GOAL -
In the thread about removing duplicates from an array, write out the stretch from "the records is" through "duplicated items ?", swapping "duplicated" for "repeated" each time it appears.
— Begin QUOTED TEXT —
How could I remove the duplicated items(complex object) from array

Question

In each document,

the records is an array containing many duplicated objects.

and in buy_items there are also containing many duplicated items.

How could I clean the duplicated items ?

Original documents:

{
  "_id": "0005d116qwwewdq82a1b84f148fa6027d429f3e",
  "records": [
    {
      "DATE": new Date("1996-02-08T08:00:00+0800"),
      "buy_items": [
        "5210 ",
        "5210 ",
        "5210 "
      ]
    },
    {
      "DATE": new Date("1996-02-08T08:00:00+0800"),
      "buy_items": [
        "5210 ",
        "5210 ",
        "5210 "
      ]
    }
    {
      "DATE": new Date("2012-12-08T08:00:00+0800"),
      "buy_items": [
        "5210 ",
        "1234 ",
        " "
      ]
    }        
    ]
}

Expected Output:

{
  "_id": "0005d116qwwewdq82a1b84f148fa6027d429f3e",
  "records": [
    {
      "DATE": new Date("1996-02-08T08:00:00+0800"),
      "buy_items": [
        "5210 "
      ]
    },
    {
      "DATE": new Date("2012-12-08T08:00:00+0800"),
      "buy_items": [
        "5210 ",
        "1234 ",
        " "
      ]
    }    
    ]
}

With Michaels solution, the output might looks like this

{
  "_id": "0005d116qwwewdq82a1b84f148fa6027d429f3e",
  "records": [
    "date": new Date("1996-02-08T08:00:00+0800"),
      "buy_items": [
        "5210 "
        "1234 ",
        " "
      ]
    ]
}

Answer 1

You can remove duplicated objects using the aggregation framework

db.collection.aggregate(
    [
        { $unwind: "$records" }, 
        { $unwind: "$records.buy_items" }, 
        { $group: { "_id": {id: "$_id", date: "$records.DATE" }, buy_items: { $addToSet: "$records.buy_items" }}}, 
        { $group: {"_id": "$_id.id", records: { $push: {"date": "$_id.date", "buy_items": "$buy_items" }}}}, { $sort: { "records.0.date": 1 }} ,
        { $out: "collection" }
    ]
)

The $out operator let you write your aggregation result in specified collection or Replace you existing collection.
— End QUOTED TEXT —
— Begin GIVEN ENTRIES —
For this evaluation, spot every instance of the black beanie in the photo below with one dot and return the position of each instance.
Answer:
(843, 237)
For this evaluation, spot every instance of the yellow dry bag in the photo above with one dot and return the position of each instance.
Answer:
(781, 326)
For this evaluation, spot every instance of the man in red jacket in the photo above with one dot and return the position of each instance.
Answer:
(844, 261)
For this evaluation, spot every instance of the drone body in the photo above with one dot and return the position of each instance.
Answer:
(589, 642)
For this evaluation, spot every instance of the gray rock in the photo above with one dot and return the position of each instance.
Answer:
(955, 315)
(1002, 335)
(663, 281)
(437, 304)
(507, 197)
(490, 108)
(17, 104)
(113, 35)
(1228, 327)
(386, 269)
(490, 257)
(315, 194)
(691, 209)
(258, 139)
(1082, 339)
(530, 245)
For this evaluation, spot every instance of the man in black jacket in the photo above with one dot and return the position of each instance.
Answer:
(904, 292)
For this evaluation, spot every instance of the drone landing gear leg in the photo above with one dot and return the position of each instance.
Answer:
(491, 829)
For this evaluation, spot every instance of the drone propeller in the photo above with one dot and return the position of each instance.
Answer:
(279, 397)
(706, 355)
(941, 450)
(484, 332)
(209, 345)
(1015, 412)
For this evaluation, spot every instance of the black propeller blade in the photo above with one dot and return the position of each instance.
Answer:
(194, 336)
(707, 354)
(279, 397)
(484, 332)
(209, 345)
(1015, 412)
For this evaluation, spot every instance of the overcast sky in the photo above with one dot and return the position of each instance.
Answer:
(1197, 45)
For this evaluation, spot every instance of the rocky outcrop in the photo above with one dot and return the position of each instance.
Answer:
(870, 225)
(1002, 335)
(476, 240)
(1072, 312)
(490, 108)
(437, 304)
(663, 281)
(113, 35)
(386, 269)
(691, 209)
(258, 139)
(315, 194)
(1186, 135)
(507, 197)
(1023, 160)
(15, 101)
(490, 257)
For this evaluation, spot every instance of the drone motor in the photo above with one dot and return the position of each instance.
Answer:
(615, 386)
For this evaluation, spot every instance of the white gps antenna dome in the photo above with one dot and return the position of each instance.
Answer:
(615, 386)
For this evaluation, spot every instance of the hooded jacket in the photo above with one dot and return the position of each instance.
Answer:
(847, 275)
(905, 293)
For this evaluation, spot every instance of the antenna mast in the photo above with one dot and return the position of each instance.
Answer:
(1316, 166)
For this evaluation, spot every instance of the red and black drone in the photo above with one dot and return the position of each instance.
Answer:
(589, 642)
— End GIVEN ENTRIES —
SOLUTION FOR THIS PROBLEM -
the records is an array containing many repeated objects.

and in buy_items there are also containing many repeated items.

How could I clean the repeated items ?